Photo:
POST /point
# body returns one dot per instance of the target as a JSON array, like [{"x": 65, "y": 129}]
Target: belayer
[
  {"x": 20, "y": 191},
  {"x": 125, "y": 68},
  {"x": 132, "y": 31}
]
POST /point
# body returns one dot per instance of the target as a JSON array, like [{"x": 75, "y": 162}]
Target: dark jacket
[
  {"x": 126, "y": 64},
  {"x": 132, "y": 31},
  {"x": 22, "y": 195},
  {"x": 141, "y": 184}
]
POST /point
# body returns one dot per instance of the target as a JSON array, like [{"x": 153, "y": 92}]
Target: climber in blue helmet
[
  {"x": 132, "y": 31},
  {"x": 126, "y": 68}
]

----

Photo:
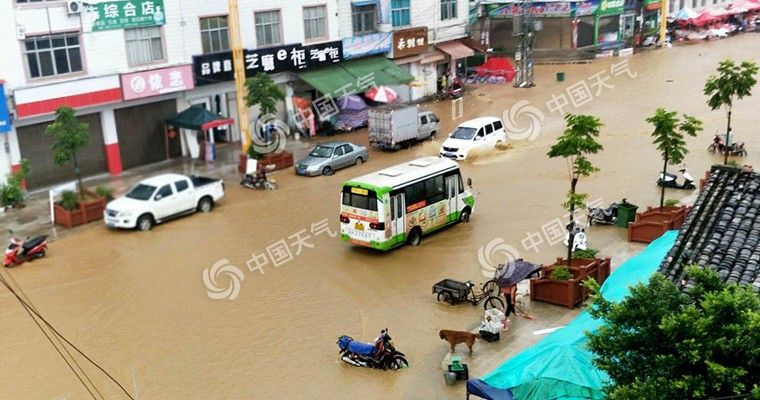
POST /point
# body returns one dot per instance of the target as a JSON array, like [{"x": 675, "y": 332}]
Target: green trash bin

----

* [EXERCISE] Looking at the data above, say how many lines include the string "body" and add nothing.

* [RESPONSE] 4